WORK ORDER
The records follow. Copy each one exactly.

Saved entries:

══════════════════════════════

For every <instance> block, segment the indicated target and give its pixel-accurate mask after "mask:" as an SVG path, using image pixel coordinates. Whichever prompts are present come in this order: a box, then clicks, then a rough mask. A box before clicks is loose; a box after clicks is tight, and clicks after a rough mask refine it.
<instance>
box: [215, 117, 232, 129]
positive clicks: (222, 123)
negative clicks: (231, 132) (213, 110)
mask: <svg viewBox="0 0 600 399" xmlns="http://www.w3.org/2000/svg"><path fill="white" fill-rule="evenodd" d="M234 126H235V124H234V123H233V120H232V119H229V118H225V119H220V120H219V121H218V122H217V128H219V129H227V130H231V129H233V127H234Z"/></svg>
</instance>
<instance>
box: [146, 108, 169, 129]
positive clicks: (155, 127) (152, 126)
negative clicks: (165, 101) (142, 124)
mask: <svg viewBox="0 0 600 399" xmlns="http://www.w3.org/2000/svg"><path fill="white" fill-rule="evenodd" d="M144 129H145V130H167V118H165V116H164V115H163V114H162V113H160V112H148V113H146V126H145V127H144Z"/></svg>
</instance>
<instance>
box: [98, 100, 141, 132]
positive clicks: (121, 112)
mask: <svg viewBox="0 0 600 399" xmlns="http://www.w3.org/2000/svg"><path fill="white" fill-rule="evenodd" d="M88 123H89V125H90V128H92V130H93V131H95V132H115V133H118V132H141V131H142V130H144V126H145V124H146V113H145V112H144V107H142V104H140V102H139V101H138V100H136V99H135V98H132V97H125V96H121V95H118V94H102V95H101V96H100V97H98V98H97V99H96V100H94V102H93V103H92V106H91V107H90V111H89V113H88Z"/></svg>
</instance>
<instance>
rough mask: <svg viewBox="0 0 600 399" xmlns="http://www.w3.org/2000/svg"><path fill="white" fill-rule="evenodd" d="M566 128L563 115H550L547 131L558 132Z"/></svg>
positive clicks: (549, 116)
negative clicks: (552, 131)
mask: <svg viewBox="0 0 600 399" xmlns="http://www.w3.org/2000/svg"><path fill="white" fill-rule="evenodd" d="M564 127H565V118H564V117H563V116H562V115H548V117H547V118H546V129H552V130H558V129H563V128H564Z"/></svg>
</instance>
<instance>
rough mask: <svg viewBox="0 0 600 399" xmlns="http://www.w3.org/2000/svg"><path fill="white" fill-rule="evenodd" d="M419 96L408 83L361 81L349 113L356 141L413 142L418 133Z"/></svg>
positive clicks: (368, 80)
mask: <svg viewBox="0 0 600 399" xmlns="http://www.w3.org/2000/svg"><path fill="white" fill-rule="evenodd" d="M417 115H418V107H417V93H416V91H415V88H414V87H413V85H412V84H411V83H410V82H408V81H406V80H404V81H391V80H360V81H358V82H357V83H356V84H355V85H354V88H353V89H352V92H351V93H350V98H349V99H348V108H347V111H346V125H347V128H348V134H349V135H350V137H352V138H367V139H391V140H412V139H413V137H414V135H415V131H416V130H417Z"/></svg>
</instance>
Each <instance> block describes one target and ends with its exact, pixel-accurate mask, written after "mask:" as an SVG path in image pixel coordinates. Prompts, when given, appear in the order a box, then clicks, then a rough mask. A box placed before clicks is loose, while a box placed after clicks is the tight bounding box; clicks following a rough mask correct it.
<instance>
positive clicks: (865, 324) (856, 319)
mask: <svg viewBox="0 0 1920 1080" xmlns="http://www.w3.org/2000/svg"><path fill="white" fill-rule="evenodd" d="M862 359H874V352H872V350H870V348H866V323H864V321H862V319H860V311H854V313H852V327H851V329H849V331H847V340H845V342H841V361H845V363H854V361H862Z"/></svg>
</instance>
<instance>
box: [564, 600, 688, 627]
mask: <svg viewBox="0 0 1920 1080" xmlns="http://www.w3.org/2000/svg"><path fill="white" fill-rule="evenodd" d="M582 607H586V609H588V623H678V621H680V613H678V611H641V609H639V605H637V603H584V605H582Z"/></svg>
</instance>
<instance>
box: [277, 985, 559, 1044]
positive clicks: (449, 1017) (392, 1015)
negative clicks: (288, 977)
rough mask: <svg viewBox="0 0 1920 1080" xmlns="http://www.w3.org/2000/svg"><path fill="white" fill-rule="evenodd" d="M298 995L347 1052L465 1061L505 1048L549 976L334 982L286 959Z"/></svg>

══════════════════════════════

RESPONSE TO THE TASK
For every <instance> block, segment the indicated target and give its pixel-accurate mask after "mask:" as an SVG path, using image pixel coordinates. Whichever prompts are present come in this order: a box, then clicks, then a rough mask. A box before clicks is loose; a box after clicks is tight, and clicks after a rough mask refine it.
<instance>
box: [215, 117, 232, 129]
positive clicks: (222, 123)
negative clicks: (231, 132) (213, 110)
mask: <svg viewBox="0 0 600 399" xmlns="http://www.w3.org/2000/svg"><path fill="white" fill-rule="evenodd" d="M234 126H235V124H234V123H233V120H232V119H229V118H225V119H220V120H219V121H218V122H217V128H219V129H227V130H231V129H233V127H234Z"/></svg>
</instance>
<instance>
box: [146, 108, 169, 129]
positive clicks: (155, 127) (152, 126)
negative clicks: (165, 101) (142, 124)
mask: <svg viewBox="0 0 600 399" xmlns="http://www.w3.org/2000/svg"><path fill="white" fill-rule="evenodd" d="M144 129H145V130H167V118H165V116H164V115H163V114H162V113H160V112H148V113H146V126H145V127H144Z"/></svg>
</instance>
<instance>
box: [98, 100, 141, 132]
positive clicks: (121, 112)
mask: <svg viewBox="0 0 600 399" xmlns="http://www.w3.org/2000/svg"><path fill="white" fill-rule="evenodd" d="M88 123H89V125H90V128H92V130H93V131H95V132H115V133H118V132H141V131H142V130H144V126H145V124H146V113H145V112H144V107H142V104H140V102H139V101H138V100H136V99H135V98H132V97H125V96H121V95H118V94H102V95H101V96H100V97H98V98H97V99H96V100H94V102H93V103H92V106H91V107H90V111H89V113H88Z"/></svg>
</instance>
<instance>
rough mask: <svg viewBox="0 0 600 399" xmlns="http://www.w3.org/2000/svg"><path fill="white" fill-rule="evenodd" d="M566 128L563 115H550L547 131L558 132Z"/></svg>
positive clicks: (549, 116)
negative clicks: (552, 131)
mask: <svg viewBox="0 0 600 399" xmlns="http://www.w3.org/2000/svg"><path fill="white" fill-rule="evenodd" d="M564 127H565V118H564V117H563V116H562V115H548V117H547V118H546V129H552V130H558V129H563V128H564Z"/></svg>
</instance>
<instance>
rough mask: <svg viewBox="0 0 600 399" xmlns="http://www.w3.org/2000/svg"><path fill="white" fill-rule="evenodd" d="M419 96L408 83L361 81L349 113L356 141L413 142L418 133Z"/></svg>
positive clicks: (368, 80)
mask: <svg viewBox="0 0 600 399" xmlns="http://www.w3.org/2000/svg"><path fill="white" fill-rule="evenodd" d="M417 115H418V107H417V93H416V91H415V88H414V87H413V85H412V84H411V83H410V82H408V81H406V80H404V81H391V80H360V81H358V82H357V83H356V84H355V85H354V88H353V89H352V92H351V93H350V98H349V99H348V108H347V111H346V125H347V128H348V134H349V135H350V137H352V138H367V139H391V140H412V139H413V137H414V135H415V131H416V130H417Z"/></svg>
</instance>
Each <instance> block describes one target and ends with its exact, pixel-accurate mask, written after "mask:" as an SVG path in image pixel coordinates. Prompts, when given, appear in the order a box, then clicks, then a rough mask. A box placed before clicks is loose, while a box placed after clicks is the tight bounding box; clicks following a rough mask correct it.
<instance>
positive clicks: (865, 324) (856, 319)
mask: <svg viewBox="0 0 1920 1080" xmlns="http://www.w3.org/2000/svg"><path fill="white" fill-rule="evenodd" d="M862 359H874V352H872V350H870V348H866V323H864V321H862V319H860V311H854V313H852V327H851V329H849V331H847V340H845V342H841V361H845V363H854V361H862Z"/></svg>
</instance>
<instance>
box: [564, 600, 688, 627]
mask: <svg viewBox="0 0 1920 1080" xmlns="http://www.w3.org/2000/svg"><path fill="white" fill-rule="evenodd" d="M582 607H586V609H588V623H678V621H680V613H678V611H641V609H639V605H637V603H584V605H582Z"/></svg>
</instance>
<instance>
box: [277, 985, 559, 1044]
positive clicks: (449, 1017) (392, 1015)
negative clicks: (288, 977)
rough mask: <svg viewBox="0 0 1920 1080" xmlns="http://www.w3.org/2000/svg"><path fill="white" fill-rule="evenodd" d="M298 995L347 1052L465 1061L505 1048L549 976L334 982L286 959Z"/></svg>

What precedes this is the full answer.